- [Raw data]
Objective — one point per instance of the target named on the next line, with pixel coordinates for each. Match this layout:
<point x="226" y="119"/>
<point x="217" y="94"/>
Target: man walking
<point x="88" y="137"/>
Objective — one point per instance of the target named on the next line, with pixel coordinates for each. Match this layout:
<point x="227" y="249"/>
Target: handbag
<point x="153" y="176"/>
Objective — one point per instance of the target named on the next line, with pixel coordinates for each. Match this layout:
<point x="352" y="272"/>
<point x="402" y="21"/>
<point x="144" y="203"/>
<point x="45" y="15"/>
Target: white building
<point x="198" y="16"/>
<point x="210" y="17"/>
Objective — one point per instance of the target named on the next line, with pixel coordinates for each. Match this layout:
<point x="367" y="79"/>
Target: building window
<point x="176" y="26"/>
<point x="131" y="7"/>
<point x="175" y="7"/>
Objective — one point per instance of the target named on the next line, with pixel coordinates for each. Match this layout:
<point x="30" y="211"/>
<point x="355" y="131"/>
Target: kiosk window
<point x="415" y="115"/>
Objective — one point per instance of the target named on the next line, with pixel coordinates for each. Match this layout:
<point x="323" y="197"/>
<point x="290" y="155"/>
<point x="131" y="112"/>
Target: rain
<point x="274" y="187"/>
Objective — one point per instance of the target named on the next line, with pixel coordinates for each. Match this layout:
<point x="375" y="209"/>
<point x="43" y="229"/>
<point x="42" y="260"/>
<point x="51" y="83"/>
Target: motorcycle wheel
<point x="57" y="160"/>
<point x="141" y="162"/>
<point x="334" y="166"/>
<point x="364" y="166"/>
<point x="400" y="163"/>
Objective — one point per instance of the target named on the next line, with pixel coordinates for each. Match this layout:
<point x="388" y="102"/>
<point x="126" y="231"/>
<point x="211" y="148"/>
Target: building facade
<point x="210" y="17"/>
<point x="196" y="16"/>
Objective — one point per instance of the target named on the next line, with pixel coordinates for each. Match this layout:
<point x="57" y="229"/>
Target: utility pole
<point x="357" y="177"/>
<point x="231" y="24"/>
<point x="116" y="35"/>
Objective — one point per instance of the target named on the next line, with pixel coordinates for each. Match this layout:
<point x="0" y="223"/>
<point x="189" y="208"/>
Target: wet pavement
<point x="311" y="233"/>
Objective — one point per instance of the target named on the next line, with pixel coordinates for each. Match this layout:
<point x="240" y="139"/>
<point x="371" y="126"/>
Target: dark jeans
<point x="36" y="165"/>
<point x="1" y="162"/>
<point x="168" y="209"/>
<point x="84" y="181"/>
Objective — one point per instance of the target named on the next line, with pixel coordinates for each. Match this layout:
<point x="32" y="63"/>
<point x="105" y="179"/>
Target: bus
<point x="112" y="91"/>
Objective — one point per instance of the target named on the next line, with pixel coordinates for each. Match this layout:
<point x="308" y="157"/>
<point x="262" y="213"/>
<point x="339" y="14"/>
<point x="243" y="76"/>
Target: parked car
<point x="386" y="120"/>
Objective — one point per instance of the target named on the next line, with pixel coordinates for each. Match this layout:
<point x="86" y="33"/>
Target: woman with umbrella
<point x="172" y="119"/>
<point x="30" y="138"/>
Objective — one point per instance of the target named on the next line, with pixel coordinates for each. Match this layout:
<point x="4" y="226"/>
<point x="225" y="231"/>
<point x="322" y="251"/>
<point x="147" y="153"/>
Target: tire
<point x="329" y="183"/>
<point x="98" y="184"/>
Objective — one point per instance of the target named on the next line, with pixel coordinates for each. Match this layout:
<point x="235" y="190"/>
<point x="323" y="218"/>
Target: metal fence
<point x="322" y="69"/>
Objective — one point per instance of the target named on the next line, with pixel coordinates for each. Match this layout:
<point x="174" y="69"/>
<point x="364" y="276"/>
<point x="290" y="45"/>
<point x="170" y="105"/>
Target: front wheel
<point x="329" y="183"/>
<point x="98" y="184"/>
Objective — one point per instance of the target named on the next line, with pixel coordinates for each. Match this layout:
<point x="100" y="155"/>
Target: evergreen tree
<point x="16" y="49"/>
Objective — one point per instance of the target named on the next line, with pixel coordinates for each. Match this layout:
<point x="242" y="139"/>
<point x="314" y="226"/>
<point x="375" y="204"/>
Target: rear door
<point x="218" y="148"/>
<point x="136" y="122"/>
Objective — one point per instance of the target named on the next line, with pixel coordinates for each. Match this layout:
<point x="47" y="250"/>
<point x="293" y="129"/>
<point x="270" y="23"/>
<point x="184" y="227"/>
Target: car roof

- [Task]
All of the material above needs to be retyped word for word.

- [Reply to the task]
Objective — one point per instance of the target named on the next line, with pixel coordinates for each. Match this layout:
<point x="226" y="119"/>
<point x="217" y="94"/>
Target: man walking
<point x="88" y="137"/>
Objective — one point per instance of the target named on the next line, with pixel coordinates for each. Match this layout:
<point x="227" y="249"/>
Target: handbag
<point x="153" y="176"/>
Objective — one point per instance of the target named on the next line, with pixel coordinates for each. Match this layout:
<point x="352" y="272"/>
<point x="402" y="21"/>
<point x="144" y="203"/>
<point x="45" y="15"/>
Target: white building
<point x="198" y="16"/>
<point x="210" y="17"/>
Objective — one point per instance of the target named on the next line, with pixel coordinates for each. Match this layout:
<point x="367" y="79"/>
Target: building window
<point x="176" y="26"/>
<point x="131" y="7"/>
<point x="175" y="7"/>
Objective — one point per instance of the target named on the next line, with pixel coordinates for each. Match this layout:
<point x="30" y="211"/>
<point x="355" y="131"/>
Target: kiosk window
<point x="415" y="115"/>
Objective — one point per instance of the target named on the next line, with pixel coordinates for each. Match this layout:
<point x="323" y="197"/>
<point x="290" y="155"/>
<point x="131" y="112"/>
Target: rain
<point x="274" y="187"/>
Objective — one point per instance of the target named on the next line, with pixel coordinates for each. Match this layout:
<point x="375" y="209"/>
<point x="43" y="229"/>
<point x="42" y="260"/>
<point x="51" y="83"/>
Target: motorcycle wheel
<point x="57" y="160"/>
<point x="141" y="162"/>
<point x="334" y="166"/>
<point x="364" y="166"/>
<point x="400" y="163"/>
Objective — one point per instance of the target named on the next line, with pixel coordinates for each. Match this layout:
<point x="388" y="102"/>
<point x="126" y="231"/>
<point x="211" y="148"/>
Target: building facade
<point x="210" y="17"/>
<point x="196" y="16"/>
Objective — one point per instance of the target named on the next line, with pixel coordinates for each. Match this layout:
<point x="57" y="229"/>
Target: utility pole
<point x="357" y="177"/>
<point x="231" y="24"/>
<point x="116" y="35"/>
Objective — one point per instance of the target named on the next line, with pixel coordinates for each. Match this layout:
<point x="0" y="223"/>
<point x="189" y="208"/>
Target: wet pavement
<point x="311" y="233"/>
Objective — one point per instance of the target named on the next line, with pixel coordinates for each. Match this layout:
<point x="240" y="139"/>
<point x="371" y="126"/>
Target: dark jeans
<point x="36" y="165"/>
<point x="1" y="162"/>
<point x="168" y="209"/>
<point x="84" y="181"/>
Objective — one point per instance of the target named on the next line, with pixel coordinates for each. Match this layout:
<point x="32" y="63"/>
<point x="105" y="179"/>
Target: bus
<point x="112" y="91"/>
Objective — one point per instance of the target named on the next line, with pixel coordinates for each. Match this layout:
<point x="308" y="157"/>
<point x="262" y="213"/>
<point x="339" y="14"/>
<point x="243" y="76"/>
Target: parked car
<point x="386" y="120"/>
Objective — one point per instance of the target named on the next line, with pixel coordinates for each. Match this layout:
<point x="86" y="33"/>
Target: woman with umbrella
<point x="172" y="119"/>
<point x="30" y="138"/>
Objective — one point per instance of the target named on the next line, with pixel coordinates for each. Match this layout:
<point x="4" y="226"/>
<point x="225" y="231"/>
<point x="322" y="251"/>
<point x="147" y="153"/>
Target: tire
<point x="329" y="183"/>
<point x="98" y="184"/>
Objective — one point per instance of the target named on the next line, with pixel coordinates for each. Match this layout:
<point x="235" y="190"/>
<point x="323" y="218"/>
Target: metal fence
<point x="322" y="69"/>
Objective — one point per instance of the target named on the next line, with pixel coordinates for each. Match this layout:
<point x="174" y="69"/>
<point x="364" y="276"/>
<point x="290" y="45"/>
<point x="170" y="105"/>
Target: front wheel
<point x="329" y="183"/>
<point x="98" y="184"/>
Objective — one point per instance of the target named on the next line, with pixel coordinates for each. Match this layout:
<point x="100" y="155"/>
Target: evergreen tree
<point x="16" y="49"/>
Objective — one point per instance of the target named on the next line, with pixel coordinates for each. Match this layout:
<point x="242" y="139"/>
<point x="314" y="226"/>
<point x="375" y="204"/>
Target: rear door
<point x="218" y="148"/>
<point x="136" y="122"/>
Objective — one point per instance of the target named on the next line, with pixel coordinates for each. Match this layout:
<point x="47" y="250"/>
<point x="293" y="129"/>
<point x="270" y="23"/>
<point x="184" y="227"/>
Target: car roof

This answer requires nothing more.